(What you will do) Copy every one of the records below word for word, leaving out the pictures.

— begin Dataset —

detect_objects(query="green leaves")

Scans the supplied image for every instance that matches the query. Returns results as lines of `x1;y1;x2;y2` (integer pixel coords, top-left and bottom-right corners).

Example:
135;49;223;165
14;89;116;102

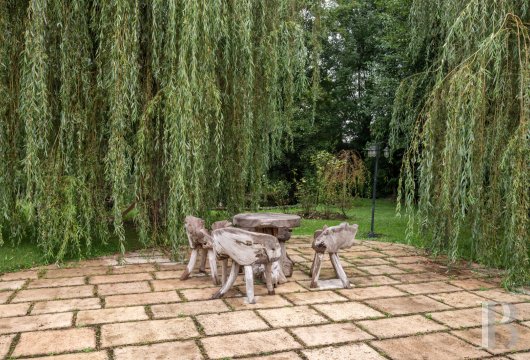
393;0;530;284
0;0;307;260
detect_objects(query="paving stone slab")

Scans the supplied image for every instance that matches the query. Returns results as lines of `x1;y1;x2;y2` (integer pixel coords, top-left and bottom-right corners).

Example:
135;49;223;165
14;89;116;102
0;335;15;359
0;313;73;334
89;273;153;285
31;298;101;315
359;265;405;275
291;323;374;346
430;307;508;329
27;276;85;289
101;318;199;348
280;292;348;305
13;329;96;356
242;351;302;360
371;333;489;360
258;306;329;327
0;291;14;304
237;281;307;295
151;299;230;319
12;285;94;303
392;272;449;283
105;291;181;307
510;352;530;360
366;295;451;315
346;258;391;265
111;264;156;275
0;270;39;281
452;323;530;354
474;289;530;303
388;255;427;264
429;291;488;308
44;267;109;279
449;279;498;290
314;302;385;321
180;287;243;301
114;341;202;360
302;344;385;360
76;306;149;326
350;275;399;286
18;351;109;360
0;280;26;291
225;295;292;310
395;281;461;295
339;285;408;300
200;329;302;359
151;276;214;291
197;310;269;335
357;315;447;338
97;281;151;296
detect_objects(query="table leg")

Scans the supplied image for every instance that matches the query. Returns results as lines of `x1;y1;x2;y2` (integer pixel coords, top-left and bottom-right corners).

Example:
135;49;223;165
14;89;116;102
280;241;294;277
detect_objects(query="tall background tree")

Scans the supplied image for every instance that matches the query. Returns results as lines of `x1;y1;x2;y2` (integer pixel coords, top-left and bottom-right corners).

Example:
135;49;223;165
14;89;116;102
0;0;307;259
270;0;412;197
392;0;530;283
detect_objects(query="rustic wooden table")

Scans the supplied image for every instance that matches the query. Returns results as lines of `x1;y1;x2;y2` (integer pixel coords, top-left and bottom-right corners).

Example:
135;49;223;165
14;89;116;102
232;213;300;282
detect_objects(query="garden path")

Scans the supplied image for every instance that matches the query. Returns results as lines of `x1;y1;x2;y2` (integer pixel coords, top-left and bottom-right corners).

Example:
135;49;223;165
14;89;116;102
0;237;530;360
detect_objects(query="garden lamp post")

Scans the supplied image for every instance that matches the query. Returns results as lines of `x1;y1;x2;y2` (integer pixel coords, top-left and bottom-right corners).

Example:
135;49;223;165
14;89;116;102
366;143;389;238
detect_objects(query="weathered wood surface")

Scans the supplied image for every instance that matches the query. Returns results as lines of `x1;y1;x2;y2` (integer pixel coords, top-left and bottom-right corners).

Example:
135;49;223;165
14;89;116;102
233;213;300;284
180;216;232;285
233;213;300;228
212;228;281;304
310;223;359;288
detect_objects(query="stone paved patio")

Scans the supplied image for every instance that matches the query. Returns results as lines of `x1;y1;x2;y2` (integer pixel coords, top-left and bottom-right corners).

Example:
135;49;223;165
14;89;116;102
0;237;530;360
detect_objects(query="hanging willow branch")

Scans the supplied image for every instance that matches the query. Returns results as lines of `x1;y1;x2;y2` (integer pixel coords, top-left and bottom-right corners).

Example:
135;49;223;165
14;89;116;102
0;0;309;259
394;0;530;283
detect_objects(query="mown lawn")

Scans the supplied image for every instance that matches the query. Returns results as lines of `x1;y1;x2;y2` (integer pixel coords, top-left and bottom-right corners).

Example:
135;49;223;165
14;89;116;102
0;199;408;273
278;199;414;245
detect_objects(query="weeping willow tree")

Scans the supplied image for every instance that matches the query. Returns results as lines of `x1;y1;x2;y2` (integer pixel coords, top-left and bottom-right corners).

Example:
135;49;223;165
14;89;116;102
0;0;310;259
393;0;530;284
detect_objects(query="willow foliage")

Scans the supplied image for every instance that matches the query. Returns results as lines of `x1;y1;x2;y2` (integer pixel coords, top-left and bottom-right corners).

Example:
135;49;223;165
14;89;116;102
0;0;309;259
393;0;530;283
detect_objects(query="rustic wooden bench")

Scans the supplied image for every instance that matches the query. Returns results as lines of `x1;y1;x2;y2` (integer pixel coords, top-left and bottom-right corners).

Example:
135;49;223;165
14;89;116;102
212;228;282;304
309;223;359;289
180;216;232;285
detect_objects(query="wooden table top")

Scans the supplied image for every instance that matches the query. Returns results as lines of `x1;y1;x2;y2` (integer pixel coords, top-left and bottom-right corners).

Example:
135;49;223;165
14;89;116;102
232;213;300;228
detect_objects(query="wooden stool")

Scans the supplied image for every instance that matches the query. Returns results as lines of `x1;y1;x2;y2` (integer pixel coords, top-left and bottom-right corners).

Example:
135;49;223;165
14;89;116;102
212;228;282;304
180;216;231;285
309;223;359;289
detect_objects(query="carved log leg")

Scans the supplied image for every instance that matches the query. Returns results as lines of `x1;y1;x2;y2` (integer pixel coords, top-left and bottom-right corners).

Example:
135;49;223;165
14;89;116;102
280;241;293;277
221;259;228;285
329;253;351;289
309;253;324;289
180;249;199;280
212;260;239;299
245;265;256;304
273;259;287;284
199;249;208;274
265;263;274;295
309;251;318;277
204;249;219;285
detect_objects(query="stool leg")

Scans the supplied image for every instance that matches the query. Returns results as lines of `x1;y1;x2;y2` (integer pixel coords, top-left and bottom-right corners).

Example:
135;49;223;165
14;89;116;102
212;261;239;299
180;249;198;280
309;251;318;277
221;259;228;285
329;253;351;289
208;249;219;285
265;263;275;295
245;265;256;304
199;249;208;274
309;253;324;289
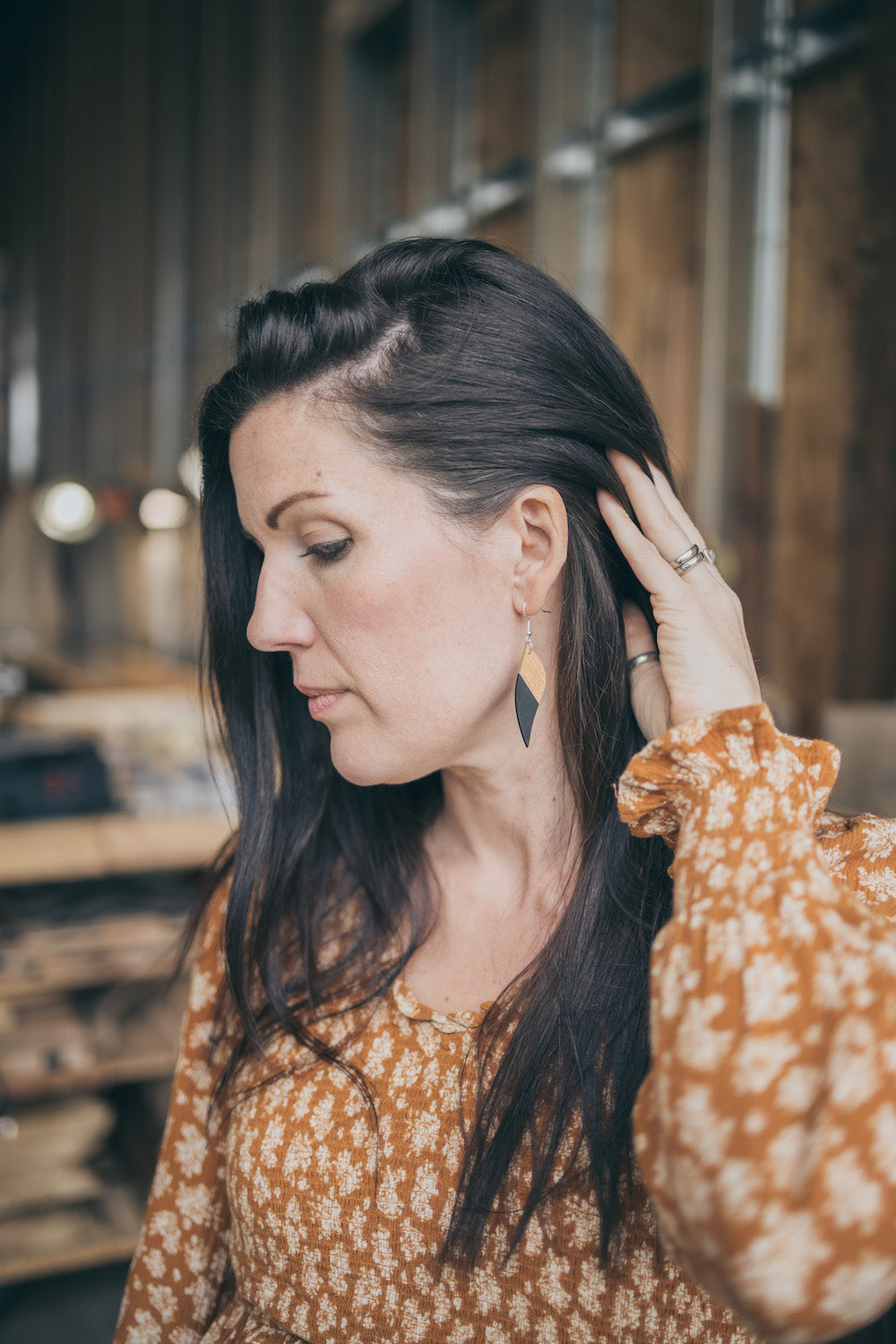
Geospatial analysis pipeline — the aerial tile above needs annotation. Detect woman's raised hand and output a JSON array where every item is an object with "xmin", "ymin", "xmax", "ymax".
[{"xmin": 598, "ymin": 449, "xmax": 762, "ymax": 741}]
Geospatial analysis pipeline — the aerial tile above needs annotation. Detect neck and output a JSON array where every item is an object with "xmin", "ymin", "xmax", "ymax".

— end Dataset —

(Result of the task)
detect_objects(query="green leaves")

Scans the supplied image for every instance that matches the query. Returns results as lines of `x1;y1;x2;y2` (integer pixel coords, top-left and bottom-right corners).

Example:
135;49;223;165
14;89;116;102

393;0;530;284
0;0;307;260
detect_objects(query="paving stone slab")

Scans the supplied image for every instance that matches the query. Returns results as lines of `x1;y1;x2;y2` (integer pixel coords, top-left and bottom-right corners).

Example:
135;49;223;165
14;89;116;102
0;335;15;359
0;313;73;334
89;273;153;285
31;298;101;315
359;265;405;275
291;323;374;346
430;307;508;329
27;276;85;289
101;318;199;348
280;292;348;305
13;329;96;356
242;351;302;360
371;333;489;360
258;306;329;327
0;291;14;304
237;281;307;295
151;299;230;319
12;285;94;303
392;272;449;283
105;291;181;307
510;352;530;360
366;295;451;315
346;258;391;265
111;264;156;275
0;270;39;281
452;323;530;354
474;289;530;303
388;255;427;264
429;291;488;308
44;267;109;279
449;279;498;290
314;302;385;321
180;287;243;301
114;341;202;360
302;344;385;360
76;306;149;326
350;275;399;286
18;351;109;360
0;280;26;291
225;295;292;310
395;281;461;295
339;285;408;300
200;329;302;359
151;276;214;291
197;310;269;335
357;315;447;338
97;281;151;296
detect_objects(query="table leg")

Scans the supplied image for every instance that matches the query. Returns results as lines of `x1;y1;x2;y2` (integer pixel coords, top-left and bottom-right corners).

Example:
135;49;223;165
14;89;116;102
280;241;294;277
detect_objects(query="tall background tree")

Scans the supplied image for every instance that matches the query. Returns results as lines of `x1;y1;x2;y2` (integer pixel coords, top-left and bottom-right corners).

Example:
135;49;223;165
14;89;116;102
0;0;307;259
270;0;412;197
392;0;530;283
detect_objects(query="rustic wooden table")

Scans the supplied image for every instance that matches the query. Returns results as lines of `x1;y1;x2;y2` (integer pixel coords, top-left and bottom-right corners).

Example:
135;49;223;165
14;89;116;102
232;213;300;282
detect_objects(query="garden path")

Scans the supplied image for every instance that matches the query. Returns results as lines of `x1;y1;x2;y2` (integer pixel coords, top-left and bottom-right corners).

Example:
135;49;223;165
14;89;116;102
0;237;530;360
detect_objects(query="garden lamp post")

Scans the supplied image for every instance that matches the query. Returns results as lines of `x1;y1;x2;y2` (integer pixel coords, top-left and bottom-right corners).

Example:
135;49;223;165
14;89;116;102
366;143;389;238
detect_objects(query="weathered wood surface")

Scans the supplied image for every instance that matches the query. Returns results as lines of `x1;y1;x2;y2` (integer pixel coords, top-left and bottom-right corners).

Example:
135;49;223;165
14;89;116;102
233;213;300;284
180;216;232;285
233;213;300;228
212;228;281;304
310;223;359;288
detect_objects(query="stone paved patio")

Scans the supplied image for every instance that matches the query. Returns results as lines of `x1;y1;x2;y2` (integer pixel coords, top-left and bottom-right corners).

Example:
135;49;223;165
14;89;116;102
0;237;530;360
detect_objects(query="hanging willow branch")

Scans the supplied image for every instance that matches the query. Returns results as lines of `x1;y1;x2;y2` (integer pixel coords, top-left and bottom-right corners).

Example:
135;49;223;165
14;89;116;102
0;0;309;259
394;0;530;283
detect_objects(query="mown lawn")

Scans the supplied image for every instance that matches the query. Returns results as lines of `x1;y1;x2;y2` (integer pixel coords, top-left and bottom-right corners).

Example:
135;49;223;165
14;89;116;102
0;199;408;273
278;199;414;245
detect_objects(query="weeping willow tree")

Scans the supplied image for every instance that matches the query. Returns results as lines of `x1;y1;x2;y2` (integer pixel coords, top-left and bottom-right corners).

Example:
135;49;223;165
14;89;116;102
0;0;310;259
393;0;530;284
detect_objects(query="willow foliage")

Scans the supplied image for every instance that matches the query. Returns results as lines of `x1;y1;x2;y2` (integer pixel coords, top-left and bottom-right corners).

Example:
135;49;223;165
14;89;116;102
0;0;309;259
393;0;530;283
detect_objects(query="rustic wooden bench")

Scans the supplied image for every instance that matches the query. Returns results as lines of `x1;y1;x2;y2` (integer pixel coords, top-left and bottom-right corners).

Example:
135;49;223;165
14;89;116;102
212;228;282;304
309;223;359;289
180;216;232;285
detect_objects(query="wooden table top")

Scans the supplied image for every instance that matches the query. Returns results as lines of `x1;y1;x2;y2` (integer pixel coords, top-left and bottom-right corners).

Example:
135;49;223;165
14;89;116;102
232;213;300;228
detect_objects(query="wooden stool")

Scans the supplied image for every instance that matches the query. Returns results as lines of `x1;y1;x2;y2` (integer pixel coords, top-left and bottom-right corners).

Example:
135;49;223;165
14;89;116;102
212;228;282;304
180;216;231;285
309;223;359;289
detect_objects(query="carved log leg")

Scans the supplied image for every instance that matches the query. Returns results as lines of `x1;y1;x2;y2` (integer pixel coords, top-left and bottom-right corners).

Example:
135;49;223;165
14;89;116;102
280;241;293;277
221;259;228;285
329;253;351;289
309;253;324;289
180;249;199;280
212;260;239;299
245;265;256;304
273;259;287;284
199;249;208;274
265;263;274;295
309;251;318;277
204;249;219;285
detect_objects(query="stool leg")

Scans the supplied image for every instance that matches the query. Returns results as lines of `x1;y1;x2;y2` (integer pixel coords, top-left and bottom-right corners).

Example:
135;49;223;165
14;89;116;102
212;261;239;299
180;249;198;280
309;251;318;277
221;259;228;285
329;253;351;289
208;249;219;285
265;263;275;295
245;265;256;304
199;249;208;274
309;253;324;289
Geospatial analysis pipeline — the aerial tile above needs annotation. Detect woman's raised hand and output a JSON array where every item is an object with "xmin", "ymin", "xmax", "ymax".
[{"xmin": 598, "ymin": 449, "xmax": 762, "ymax": 741}]
Geospatial analysis pipeline — the aerial tile above needs annotation. Detect neck and output a JSON array where every item is an object with "xmin", "ymin", "xmax", "ymax".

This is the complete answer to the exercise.